*Tekstfragment:*

= = = = =

De Afdeling heeft de zaak ter zitting behandeld op 26 november 2021, waar de burgemeester, vertegenwoordigd door mr. M.C. Rolle en mr. A.J.J. van der Vlist, en [appellanten sub 2], bijgestaan door mr. S. Wortel, advocaat te Utrecht, zijn verschenen.

Overwegingen

Inleiding

1.       [appellanten sub 2] wonen in een rijtjeswoning aan het [locatie] te Rotterdam. De woning is gelegen in een kindvriendelijke woonwijk met een kinderspeelplaats voor de deur. Op 13 februari 2019 heeft een anonieme beller bij de politie gemeld dat zich in de woning vermoedelijk kogelgaten bevinden en op 17 februari 2019 heeft een buurtbewoner bij de politie gemeld dat de woning ’s nachts beschoten is.

2.       Bij besluit van 28 februari 2019 heeft de burgemeester met toepassing van artikel 175, eerste lid, van de Gemeentewet (hierna: Gmw) een noodbevel gegeven en [appellanten sub 2] bevolen:

- het perceel en het pand aan het [locatie] te Rotterdam met onmiddellijke ingang te verlaten;

- het pand en het perceel te sluiten en zichtbaar gesloten te houden;

- zich te onthouden van verblijf in het gebied Hillegersberg-Schiebroek, met uitzondering van aanwezigheid in het gebied voor familiebezoek of om medische redenen. Het noodbevel geldt voor een periode van drie maanden.

= = = = =

Annotaties met coördinaten:
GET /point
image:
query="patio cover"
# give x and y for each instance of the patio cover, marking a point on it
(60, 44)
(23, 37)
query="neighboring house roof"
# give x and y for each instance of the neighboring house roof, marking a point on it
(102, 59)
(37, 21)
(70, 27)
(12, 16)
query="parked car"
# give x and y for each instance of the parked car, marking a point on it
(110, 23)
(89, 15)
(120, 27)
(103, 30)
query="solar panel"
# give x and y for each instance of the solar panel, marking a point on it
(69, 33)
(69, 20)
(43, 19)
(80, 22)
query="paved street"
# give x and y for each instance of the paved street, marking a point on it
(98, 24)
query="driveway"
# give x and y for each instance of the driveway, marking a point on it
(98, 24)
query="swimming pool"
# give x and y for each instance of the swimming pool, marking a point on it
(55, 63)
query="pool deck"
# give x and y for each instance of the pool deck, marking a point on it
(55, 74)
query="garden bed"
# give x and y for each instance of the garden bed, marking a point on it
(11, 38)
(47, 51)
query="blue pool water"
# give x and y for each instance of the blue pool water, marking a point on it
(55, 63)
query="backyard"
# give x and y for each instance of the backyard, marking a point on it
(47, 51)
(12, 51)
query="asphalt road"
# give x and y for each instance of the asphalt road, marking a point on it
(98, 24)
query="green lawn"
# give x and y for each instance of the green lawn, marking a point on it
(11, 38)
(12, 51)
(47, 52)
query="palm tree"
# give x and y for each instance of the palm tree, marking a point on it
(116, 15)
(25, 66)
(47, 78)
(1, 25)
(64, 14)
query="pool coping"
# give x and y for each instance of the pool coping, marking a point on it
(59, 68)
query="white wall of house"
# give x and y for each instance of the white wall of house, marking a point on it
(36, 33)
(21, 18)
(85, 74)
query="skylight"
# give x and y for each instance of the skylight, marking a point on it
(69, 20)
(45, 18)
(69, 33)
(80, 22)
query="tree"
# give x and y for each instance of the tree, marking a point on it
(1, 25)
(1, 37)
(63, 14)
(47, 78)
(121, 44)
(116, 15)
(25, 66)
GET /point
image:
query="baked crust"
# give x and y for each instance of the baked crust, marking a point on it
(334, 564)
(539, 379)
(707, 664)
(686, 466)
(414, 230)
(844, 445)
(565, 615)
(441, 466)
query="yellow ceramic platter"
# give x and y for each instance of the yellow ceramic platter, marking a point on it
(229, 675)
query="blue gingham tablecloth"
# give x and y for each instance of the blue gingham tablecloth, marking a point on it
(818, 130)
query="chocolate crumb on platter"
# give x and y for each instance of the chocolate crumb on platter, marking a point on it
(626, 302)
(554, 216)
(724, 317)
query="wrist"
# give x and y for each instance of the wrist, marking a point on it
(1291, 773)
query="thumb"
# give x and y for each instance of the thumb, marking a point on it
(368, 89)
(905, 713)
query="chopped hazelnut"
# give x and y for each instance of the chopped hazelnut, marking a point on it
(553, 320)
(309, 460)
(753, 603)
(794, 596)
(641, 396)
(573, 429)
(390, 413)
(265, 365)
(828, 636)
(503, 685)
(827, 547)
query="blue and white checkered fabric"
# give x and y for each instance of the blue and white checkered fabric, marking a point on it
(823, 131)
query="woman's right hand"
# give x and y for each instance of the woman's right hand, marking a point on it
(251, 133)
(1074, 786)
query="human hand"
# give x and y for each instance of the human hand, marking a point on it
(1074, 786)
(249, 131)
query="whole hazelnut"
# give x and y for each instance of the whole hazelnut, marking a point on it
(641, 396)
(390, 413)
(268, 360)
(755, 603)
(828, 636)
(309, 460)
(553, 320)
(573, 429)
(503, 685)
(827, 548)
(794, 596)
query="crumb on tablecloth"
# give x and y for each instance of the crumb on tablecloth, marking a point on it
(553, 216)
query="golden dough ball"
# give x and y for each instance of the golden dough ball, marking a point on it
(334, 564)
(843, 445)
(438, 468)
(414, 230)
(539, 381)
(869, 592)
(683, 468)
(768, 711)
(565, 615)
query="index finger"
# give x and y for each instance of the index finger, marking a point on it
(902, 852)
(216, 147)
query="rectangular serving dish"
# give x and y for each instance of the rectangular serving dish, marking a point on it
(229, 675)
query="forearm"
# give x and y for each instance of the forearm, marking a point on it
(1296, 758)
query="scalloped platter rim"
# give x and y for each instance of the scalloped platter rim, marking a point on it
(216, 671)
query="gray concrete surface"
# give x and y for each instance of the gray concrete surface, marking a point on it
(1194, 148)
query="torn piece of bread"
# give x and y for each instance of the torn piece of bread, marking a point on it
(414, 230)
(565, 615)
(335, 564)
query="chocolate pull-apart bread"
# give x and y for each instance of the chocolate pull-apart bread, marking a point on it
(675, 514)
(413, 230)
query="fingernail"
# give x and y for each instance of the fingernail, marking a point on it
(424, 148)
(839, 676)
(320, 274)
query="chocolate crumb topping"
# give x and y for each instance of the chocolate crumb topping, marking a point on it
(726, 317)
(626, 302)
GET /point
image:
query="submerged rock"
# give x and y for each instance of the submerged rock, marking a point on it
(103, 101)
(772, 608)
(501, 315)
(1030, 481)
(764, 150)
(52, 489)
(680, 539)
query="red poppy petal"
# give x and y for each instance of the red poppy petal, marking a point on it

= = = = =

*Opdrachten:*
• 1. Neem uit het fragment over het noodbevel letterlijk de passage over van "1.       [appellanten sub" tot "nachts beschoten is.".
• 2. Beantwoord de volgende vragen aan de hand van het fragment over het noodbevel.
(a) Op welke datum is de zaak ter zitting behandeld?
(b) Wat meldde een buurtbewoner op 17 februari 2019 bij de politie?
(c) Voor welke periode geldt het noodbevel?
• 3. Geef bij elke bewering aan of die klopt met het fragment over het noodbevel. Antwoord met ja of nee en citeer de woorden uit het fragment die de doorslag geven.
(a) De woning ligt in een kindvriendelijke woonwijk.
(b) De anonieme beller deed zijn melding op 17 februari 2019.
(c) Het noodbevel verbiedt elk verblijf in Hillegersberg-Schiebroek, zonder enige uitzondering.

*De antwoorden:*
• 1.
1.       [appellanten sub 2] wonen in een rijtjeswoning aan het [locatie] te Rotterdam. De woning is gelegen in een kindvriendelijke woonwijk met een kinderspeelplaats voor de deur. Op 13 februari 2019 heeft een anonieme beller bij de politie gemeld dat zich in de woning vermoedelijk kogelgaten bevinden en op 17 februari 2019 heeft een buurtbewoner bij de politie gemeld dat de woning ’s nachts beschoten is.

• 2.
(a) Op 26 november 2021.
(b) Dat de woning 's nachts beschoten is.
(c) Voor een periode van drie maanden.

• 3.
(a) Ja: "De woning is gelegen in een kindvriendelijke woonwijk".
(b) Nee: "Op 13 februari 2019 heeft een anonieme beller bij de politie gemeld".
(c) Nee: "met uitzondering van aanwezigheid in het gebied voor familiebezoek of om medische redenen".